▸ **Written request**
Please offset every coordinate in the answers by -121 and repeat all the items, starting at the beginning of the items and ending at the line containing "[[912, 267]]". Include the requests along with the answers.

-- BEGIN Recorded information --

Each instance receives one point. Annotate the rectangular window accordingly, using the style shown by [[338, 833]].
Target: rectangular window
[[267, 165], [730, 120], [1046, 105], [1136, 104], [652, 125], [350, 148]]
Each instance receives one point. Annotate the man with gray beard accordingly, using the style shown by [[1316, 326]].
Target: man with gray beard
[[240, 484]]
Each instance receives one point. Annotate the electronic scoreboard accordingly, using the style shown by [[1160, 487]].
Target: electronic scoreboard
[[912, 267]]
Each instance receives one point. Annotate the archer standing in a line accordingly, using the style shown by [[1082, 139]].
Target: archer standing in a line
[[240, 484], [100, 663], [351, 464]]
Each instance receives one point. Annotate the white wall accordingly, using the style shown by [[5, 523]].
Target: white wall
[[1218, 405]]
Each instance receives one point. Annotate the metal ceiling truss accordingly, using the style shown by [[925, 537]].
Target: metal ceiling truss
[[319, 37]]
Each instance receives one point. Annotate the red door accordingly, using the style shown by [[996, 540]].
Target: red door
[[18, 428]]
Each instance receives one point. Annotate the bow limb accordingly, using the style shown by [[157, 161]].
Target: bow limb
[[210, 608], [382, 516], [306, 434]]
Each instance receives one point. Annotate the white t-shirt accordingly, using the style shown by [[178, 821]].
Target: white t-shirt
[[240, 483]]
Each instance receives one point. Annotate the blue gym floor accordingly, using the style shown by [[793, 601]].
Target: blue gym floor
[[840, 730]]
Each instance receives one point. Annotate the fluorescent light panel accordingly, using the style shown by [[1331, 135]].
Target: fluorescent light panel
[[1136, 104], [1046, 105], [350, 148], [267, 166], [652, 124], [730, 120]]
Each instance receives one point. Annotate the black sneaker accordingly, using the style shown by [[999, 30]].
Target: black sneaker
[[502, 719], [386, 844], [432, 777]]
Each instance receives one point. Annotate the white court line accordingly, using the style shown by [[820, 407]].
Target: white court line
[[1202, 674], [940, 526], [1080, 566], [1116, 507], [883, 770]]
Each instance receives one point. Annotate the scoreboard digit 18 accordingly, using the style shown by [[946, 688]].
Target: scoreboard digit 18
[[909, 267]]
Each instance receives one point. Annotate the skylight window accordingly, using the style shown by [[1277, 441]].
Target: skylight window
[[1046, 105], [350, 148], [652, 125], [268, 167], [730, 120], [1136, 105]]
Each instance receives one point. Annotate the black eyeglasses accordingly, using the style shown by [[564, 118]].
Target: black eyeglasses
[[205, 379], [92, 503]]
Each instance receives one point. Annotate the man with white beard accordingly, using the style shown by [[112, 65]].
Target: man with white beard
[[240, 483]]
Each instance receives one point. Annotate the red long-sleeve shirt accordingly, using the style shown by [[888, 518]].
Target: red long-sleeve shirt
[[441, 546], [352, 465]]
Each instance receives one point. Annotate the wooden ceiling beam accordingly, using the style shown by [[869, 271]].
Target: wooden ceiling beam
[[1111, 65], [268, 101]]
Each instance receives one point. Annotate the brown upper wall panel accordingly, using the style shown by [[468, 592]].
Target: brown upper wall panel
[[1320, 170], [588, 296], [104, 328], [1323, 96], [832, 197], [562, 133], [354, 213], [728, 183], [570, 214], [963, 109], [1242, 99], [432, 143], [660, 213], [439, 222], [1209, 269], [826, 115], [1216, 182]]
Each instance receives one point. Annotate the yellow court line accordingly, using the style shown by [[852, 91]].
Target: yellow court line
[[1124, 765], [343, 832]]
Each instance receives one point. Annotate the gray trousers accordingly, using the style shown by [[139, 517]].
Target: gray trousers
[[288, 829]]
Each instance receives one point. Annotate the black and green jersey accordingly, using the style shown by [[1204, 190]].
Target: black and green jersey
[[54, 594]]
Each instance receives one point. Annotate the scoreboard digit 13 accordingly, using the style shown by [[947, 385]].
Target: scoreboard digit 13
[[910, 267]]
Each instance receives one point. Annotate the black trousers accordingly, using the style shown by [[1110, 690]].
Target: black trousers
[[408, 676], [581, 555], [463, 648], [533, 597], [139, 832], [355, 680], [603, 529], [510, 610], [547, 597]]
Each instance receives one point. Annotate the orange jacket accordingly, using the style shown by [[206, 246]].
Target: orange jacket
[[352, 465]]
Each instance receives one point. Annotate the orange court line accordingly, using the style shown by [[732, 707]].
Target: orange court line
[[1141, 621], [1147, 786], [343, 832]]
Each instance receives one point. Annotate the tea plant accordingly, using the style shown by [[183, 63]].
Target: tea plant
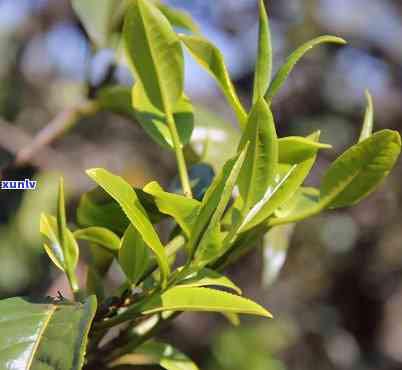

-- END Recorded information --

▸ **Solution for this problem**
Each instance receives one point. Annotate the rectangular window accordingly, using the style shown by [[338, 833]].
Target: rectangular window
[[146, 44], [609, -1], [925, -16], [1015, -17], [531, 4], [229, 27]]
Each instance receives one point. Annotate the man with gray beard accordingly, using the style shown by [[1316, 326]].
Target: man with gray beard
[[119, 363]]
Each instance receives one point. Annotate the electronic scoreboard accordingly, using the style shown by [[1160, 487]].
Target: electronic scoreboard
[[791, 146]]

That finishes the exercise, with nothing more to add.